_Text segment_:
start
As Suzann Barr from the Abriachan Forest Trust said: 

“We really value our volunteers, and their help in maintaining our community woodland, we’re also keen to encourage businesses to come along for some corporate team building and to have families along to join in fun volunteering. We can arrange these on days to suit. So do get in touch to ask.”  

If you fancy a go at volunteering at Abriachan there are regular sessions on the first Saturday of each month from 10.00-12.00 and during the week you can join a group on Monday, Wednesday or Friday. Contact abriachanforest@gmail.com or 01463 861236 to find out more. 

Volunteering can not only be fun, it can also enhance people’s job prospects, giving them more confidence and experience and teaching new skills and providing qualifications. If you are aged between 12 and 25 you can gain a Saltire Award for your volunteering work. The awards are part of the Curriculum for Excellence and are recognised by employers as well as universities and colleges. Details of how to get involved are on their website http://saltireawards.org.uk or contact your local volunteer centre.

Gail Duff, Volunteer Development Officer with Signpost in Inverness said:

“The results of a survey of 200 of the UK’s leading businesses carried out by TimeBank through Reed Executive are quite remarkable. They show that 94% of employees who volunteered to learn new skills had benefited, either by getting their first job, improving their salary or being promoted. At Signpost we can help people in Inverness-shire and Nairnshire to find a placement. You can find out more on the Signpost website, of ring us on 01463 711393”

Trees for Life, the National Trust for Scotland and TCV (The Conservation Volunteers) all offer volunteering opportunities around the Highlands, including days where you can be collected in Inverness and provided with transport to the work site.
end
_Dataset excerpt_:
start
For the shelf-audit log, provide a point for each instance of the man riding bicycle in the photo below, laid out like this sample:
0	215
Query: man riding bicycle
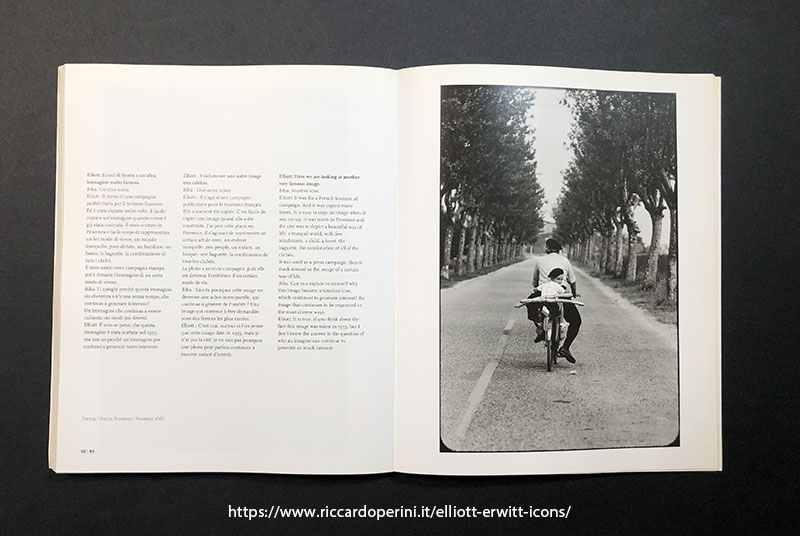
544	266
end
_Objectives_:
1. In the volunteering article, when are the regular monthly volunteering sessions held at Abriachan?
2. Using the volunteering article, decide whether each statement agrees with it. Answer yes or no and quote the deciding words.
(a) Saltire Awards are open to volunteers aged between 12 and 25.
(b) The TimeBank survey covered 500 of the UK's leading businesses.
(c) Signpost helps people in Inverness-shire and Nairnshire find a placement.
3. Reproduce the stretch of the volunteering article from "Volunteering can not" through "local volunteer centre.", word for word.

_Exercise answers_:
1. On the first Saturday of each month, from 10.00 to 12.00.

2.
(a) Yes: "If you are aged between 12 and 25 you can gain a Saltire Award for your volunteering work."
(b) No: "a survey of 200 of the UK’s leading businesses"
(c) Yes: "At Signpost we can help people in Inverness-shire and Nairnshire to find a placement."

3.
Volunteering can not only be fun, it can also enhance people’s job prospects, giving them more confidence and experience and teaching new skills and providing qualifications. If you are aged between 12 and 25 you can gain a Saltire Award for your volunteering work. The awards are part of the Curriculum for Excellence and are recognised by employers as well as universities and colleges. Details of how to get involved are on their website http://saltireawards.org.uk or contact your local volunteer centre.